Starting at the line with "palm tree trunk", transcribe each line through the final one, both included, and add nothing.
>> Start EXCERPTED DATA
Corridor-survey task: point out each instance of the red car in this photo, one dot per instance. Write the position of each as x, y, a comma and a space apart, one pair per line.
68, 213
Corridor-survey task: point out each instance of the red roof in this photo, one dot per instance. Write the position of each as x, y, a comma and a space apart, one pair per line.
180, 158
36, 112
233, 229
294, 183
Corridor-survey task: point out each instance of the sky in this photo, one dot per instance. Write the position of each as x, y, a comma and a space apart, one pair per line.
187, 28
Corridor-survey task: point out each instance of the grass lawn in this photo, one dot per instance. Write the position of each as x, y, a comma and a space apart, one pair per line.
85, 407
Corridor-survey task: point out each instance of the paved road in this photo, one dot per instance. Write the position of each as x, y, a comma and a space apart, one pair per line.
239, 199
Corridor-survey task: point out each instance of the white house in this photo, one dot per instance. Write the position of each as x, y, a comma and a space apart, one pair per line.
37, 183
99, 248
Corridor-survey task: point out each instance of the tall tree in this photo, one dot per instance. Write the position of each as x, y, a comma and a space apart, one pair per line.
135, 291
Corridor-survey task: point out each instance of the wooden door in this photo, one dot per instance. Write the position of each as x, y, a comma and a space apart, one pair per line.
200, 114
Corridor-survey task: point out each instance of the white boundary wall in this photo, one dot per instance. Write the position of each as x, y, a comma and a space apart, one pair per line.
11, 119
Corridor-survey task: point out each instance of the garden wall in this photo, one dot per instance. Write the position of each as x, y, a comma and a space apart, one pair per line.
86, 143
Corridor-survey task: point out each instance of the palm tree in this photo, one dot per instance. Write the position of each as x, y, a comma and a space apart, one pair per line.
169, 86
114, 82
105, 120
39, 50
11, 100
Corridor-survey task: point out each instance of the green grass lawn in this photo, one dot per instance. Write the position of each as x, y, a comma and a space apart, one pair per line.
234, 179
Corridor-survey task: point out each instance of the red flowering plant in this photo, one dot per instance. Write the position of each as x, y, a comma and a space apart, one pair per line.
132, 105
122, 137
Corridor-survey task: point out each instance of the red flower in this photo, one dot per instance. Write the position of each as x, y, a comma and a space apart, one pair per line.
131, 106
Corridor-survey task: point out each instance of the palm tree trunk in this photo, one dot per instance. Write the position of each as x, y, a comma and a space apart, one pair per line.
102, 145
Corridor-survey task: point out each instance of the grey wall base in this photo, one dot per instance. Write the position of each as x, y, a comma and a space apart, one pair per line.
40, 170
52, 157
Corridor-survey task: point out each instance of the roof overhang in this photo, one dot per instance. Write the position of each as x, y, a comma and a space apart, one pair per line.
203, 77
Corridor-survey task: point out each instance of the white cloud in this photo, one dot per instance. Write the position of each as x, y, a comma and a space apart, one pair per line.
>> End EXCERPTED DATA
- **FINAL ANSWER**
Corridor-survey task: point out each instance of the palm tree trunk in this photo, one dot per instance. Write the position of each as x, y, a comma and a space apart, one pair per line.
102, 145
Corridor-survey task: point out each instance of the grey wall base in this photo, one dot per instance. Write the position of each as x, y, a comma and a space apart, one pair per line.
40, 170
52, 157
Corridor-survey task: point out each instance of the roof overhang in this photo, one dot per instance. Write the position of each as x, y, a comma and a space apart, one pair per line.
203, 77
Corridor-survey task: point out each instance of the white cloud in this photo, one dot per instance. Write the position of each as x, y, a comma and a space apart, one pair per line.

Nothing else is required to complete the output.